Labels for photos, with boxes:
==============================

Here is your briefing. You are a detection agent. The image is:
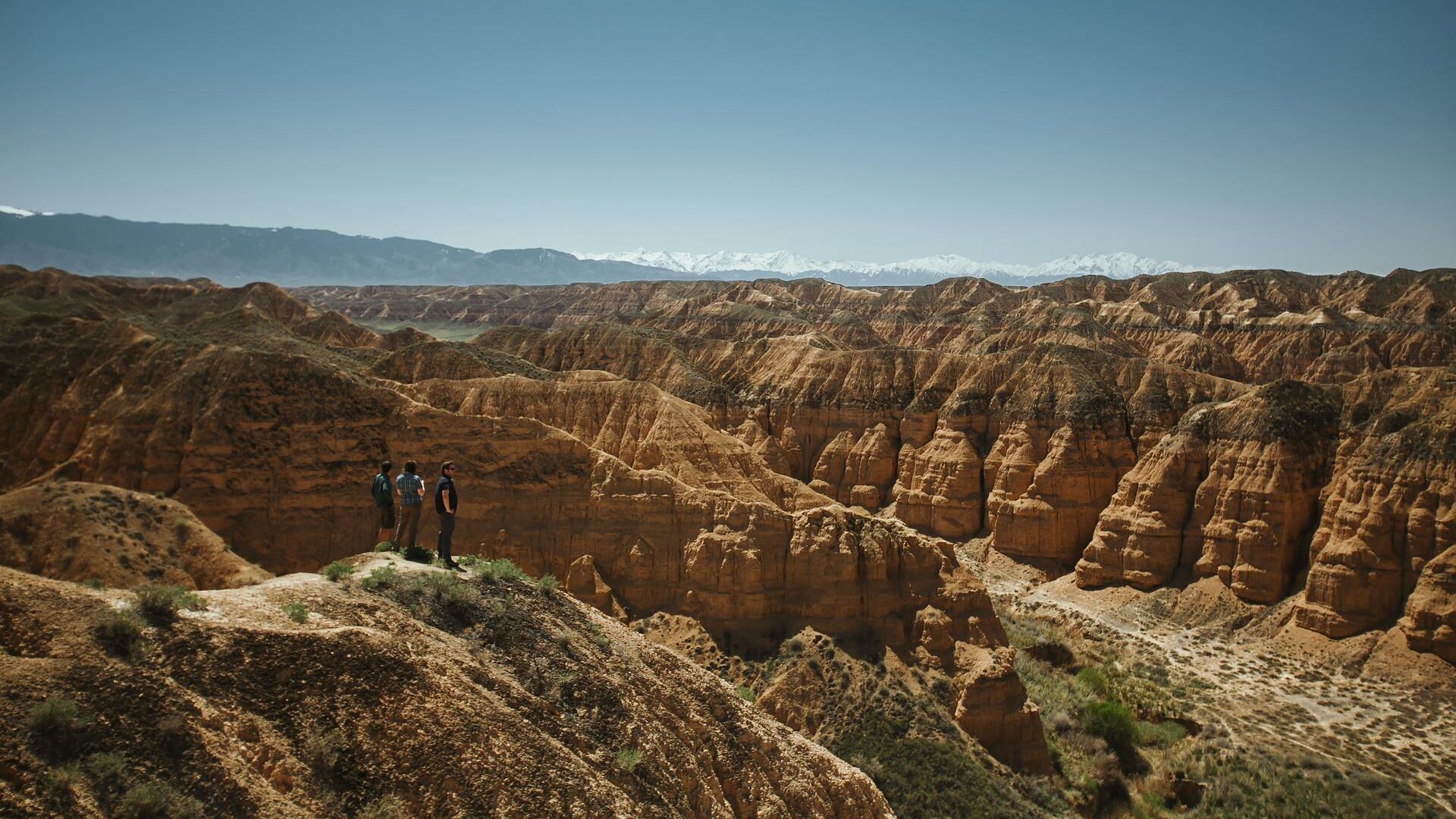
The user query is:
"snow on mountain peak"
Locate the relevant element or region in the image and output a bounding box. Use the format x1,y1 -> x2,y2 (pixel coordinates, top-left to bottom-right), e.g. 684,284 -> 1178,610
0,206 -> 55,218
575,248 -> 1230,284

==============================

Can you echo every line of the listing above word for word, leaving the pictures out?

Here is your briefing. You are a detection agent. The image is:
The user query is:
"snow on mountain peak"
Locate the relevant element or region in the image and output a bounding box. Use the format x1,y1 -> x2,y2 (pixel coordinates, top-left to bottom-right), e.g. 684,284 -> 1178,610
0,206 -> 55,218
575,248 -> 1230,284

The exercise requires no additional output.